TEXT SECTION:
◆ ◆ ◆

28. The method of claim 24 wherein the metering is performed at a resolution for detecting electrical consumption in a range of about 0.01 to about 0.1 amp.
[69] Claim 29 depends from any one of claims 21 to 28. It reads as follows:
29. The method of any one of claims 21 to 28 wherein the suspect consumption pattern is greater than a known consumption pattern over a predetermined period of time.
[70] Claim 33 depends from claims 21 to 32. It reads as follows:
33. The method of any one of claims 21 to 32 wherein the metering is performed using a digital recording ammeter.
[71] Claims 34 to 35 depend from claim 33. They read as follows:
34. The method of claim 33 wherein the digital recording ammeter has a resolution for detecting electrical consumption in a range of less than 1 amp.
35. The method of claim 33 wherein the digital recording ammeter has a resolution for detecting electrical consumption in a range of about 0.01 to about 0.1 amp.
VI. Issues
[72] The issues raised in these proceedings are whether the asserted claims of the 087 Patent are infringed by BC Hydro, Awesense, or both; and whether the asserted claims of the 087 Patent are valid.
VII. Evidence
A. Fact and Expert Witnesses
(1) dTech’s Witnesses
[73] Mr. Roger Morrison is the named inventor of the 087 Patent. He is the founder of dTechs, a company to which he assigned ownership of the 087 Patent shortly before this litigation was commenced. Mr. Morrison is a former sergeant with the CPS, with a speciality in the investigation of organized crime and illegal drugs. Mr. Morrison testified as a fact witness.
[74] Mr. Peter Roy is a professional engineer. He is the president and owner of Broy Engineering in Toronto. Mr. Roy was called as a fact witness.
[75] Mr. Carl LaPlace is an electrical engineer with more than 35 years of experience. He has held a variety of technical and engineering leadership roles in several global smart grid companies, including Siemens, ABB, Elster-Honeywell, Sensus and GE. He was qualified as an expert in electrical engineering, in particular regarding electricity distribution systems and related technologies, including technologies and methods for monitoring electricity distribution, and identifying technical and non-technical losses.

◆ ◆ ◆

LISTING:
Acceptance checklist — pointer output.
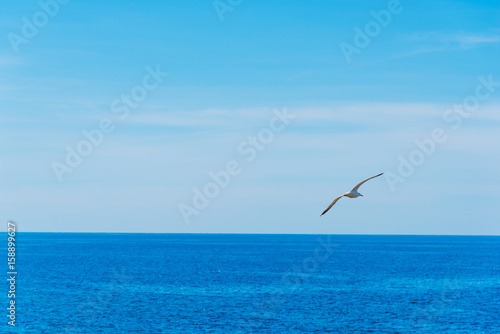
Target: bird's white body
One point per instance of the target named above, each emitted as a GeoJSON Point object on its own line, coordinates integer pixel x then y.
{"type": "Point", "coordinates": [351, 194]}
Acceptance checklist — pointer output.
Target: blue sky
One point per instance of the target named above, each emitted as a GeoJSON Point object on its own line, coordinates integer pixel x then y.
{"type": "Point", "coordinates": [227, 79]}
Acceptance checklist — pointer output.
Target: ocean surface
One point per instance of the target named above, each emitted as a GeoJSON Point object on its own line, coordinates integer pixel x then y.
{"type": "Point", "coordinates": [230, 283]}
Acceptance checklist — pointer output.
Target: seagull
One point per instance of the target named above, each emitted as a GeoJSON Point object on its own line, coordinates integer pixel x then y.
{"type": "Point", "coordinates": [351, 194]}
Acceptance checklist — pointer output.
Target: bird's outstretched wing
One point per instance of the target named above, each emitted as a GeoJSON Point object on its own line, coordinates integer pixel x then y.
{"type": "Point", "coordinates": [359, 184]}
{"type": "Point", "coordinates": [332, 204]}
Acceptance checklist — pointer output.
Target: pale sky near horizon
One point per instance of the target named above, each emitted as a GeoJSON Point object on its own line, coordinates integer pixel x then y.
{"type": "Point", "coordinates": [430, 69]}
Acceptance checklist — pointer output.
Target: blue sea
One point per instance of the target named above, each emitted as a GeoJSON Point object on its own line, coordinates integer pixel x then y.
{"type": "Point", "coordinates": [242, 283]}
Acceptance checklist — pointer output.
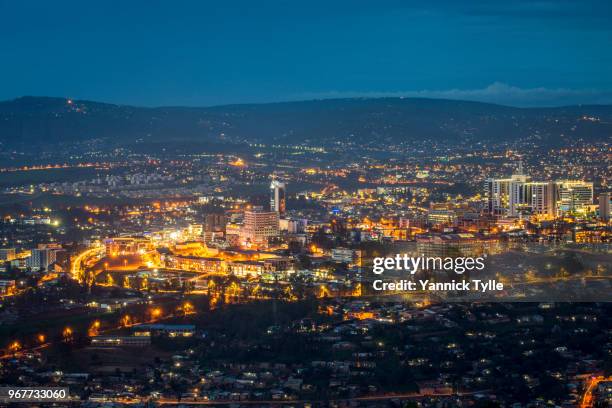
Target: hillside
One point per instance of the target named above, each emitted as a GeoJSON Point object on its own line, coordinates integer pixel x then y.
{"type": "Point", "coordinates": [44, 121]}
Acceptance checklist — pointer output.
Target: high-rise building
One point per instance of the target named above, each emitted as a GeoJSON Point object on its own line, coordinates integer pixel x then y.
{"type": "Point", "coordinates": [42, 258]}
{"type": "Point", "coordinates": [278, 200]}
{"type": "Point", "coordinates": [7, 254]}
{"type": "Point", "coordinates": [604, 207]}
{"type": "Point", "coordinates": [574, 196]}
{"type": "Point", "coordinates": [259, 226]}
{"type": "Point", "coordinates": [543, 197]}
{"type": "Point", "coordinates": [507, 196]}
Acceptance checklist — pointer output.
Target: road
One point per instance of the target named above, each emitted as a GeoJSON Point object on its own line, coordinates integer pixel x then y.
{"type": "Point", "coordinates": [383, 397]}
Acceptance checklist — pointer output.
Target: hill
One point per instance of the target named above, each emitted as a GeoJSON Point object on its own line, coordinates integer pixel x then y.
{"type": "Point", "coordinates": [41, 122]}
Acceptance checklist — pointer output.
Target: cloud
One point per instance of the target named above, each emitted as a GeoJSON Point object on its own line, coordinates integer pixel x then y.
{"type": "Point", "coordinates": [497, 92]}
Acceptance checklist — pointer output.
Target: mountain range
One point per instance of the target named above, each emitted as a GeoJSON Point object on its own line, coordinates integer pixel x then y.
{"type": "Point", "coordinates": [48, 122]}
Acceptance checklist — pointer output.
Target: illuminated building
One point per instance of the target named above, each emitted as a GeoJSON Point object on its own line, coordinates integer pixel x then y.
{"type": "Point", "coordinates": [7, 287]}
{"type": "Point", "coordinates": [574, 196]}
{"type": "Point", "coordinates": [519, 195]}
{"type": "Point", "coordinates": [604, 207]}
{"type": "Point", "coordinates": [121, 341]}
{"type": "Point", "coordinates": [127, 245]}
{"type": "Point", "coordinates": [41, 258]}
{"type": "Point", "coordinates": [505, 196]}
{"type": "Point", "coordinates": [441, 217]}
{"type": "Point", "coordinates": [542, 198]}
{"type": "Point", "coordinates": [259, 226]}
{"type": "Point", "coordinates": [170, 330]}
{"type": "Point", "coordinates": [278, 199]}
{"type": "Point", "coordinates": [7, 254]}
{"type": "Point", "coordinates": [347, 255]}
{"type": "Point", "coordinates": [453, 245]}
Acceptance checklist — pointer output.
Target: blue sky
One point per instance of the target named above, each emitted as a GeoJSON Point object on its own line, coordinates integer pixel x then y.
{"type": "Point", "coordinates": [208, 53]}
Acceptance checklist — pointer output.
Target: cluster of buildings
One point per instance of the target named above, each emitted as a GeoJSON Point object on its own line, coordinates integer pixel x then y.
{"type": "Point", "coordinates": [520, 195]}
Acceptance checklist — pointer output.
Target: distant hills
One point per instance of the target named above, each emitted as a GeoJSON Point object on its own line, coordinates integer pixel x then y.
{"type": "Point", "coordinates": [45, 122]}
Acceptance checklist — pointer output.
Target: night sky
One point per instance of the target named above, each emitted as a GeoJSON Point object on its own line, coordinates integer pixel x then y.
{"type": "Point", "coordinates": [208, 53]}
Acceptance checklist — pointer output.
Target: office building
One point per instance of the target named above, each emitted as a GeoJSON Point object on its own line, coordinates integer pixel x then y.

◆ ◆ ◆

WRITTEN REQUEST: Write out the passage of the patent decision, starting with "28. The method" and going on through "period of time.".

TASK RESPONSE:
28. The method of claim 24 wherein the metering is performed at a resolution for detecting electrical consumption in a range of about 0.01 to about 0.1 amp.
[69] Claim 29 depends from any one of claims 21 to 28. It reads as follows:
29. The method of any one of claims 21 to 28 wherein the suspect consumption pattern is greater than a known consumption pattern over a predetermined period of time.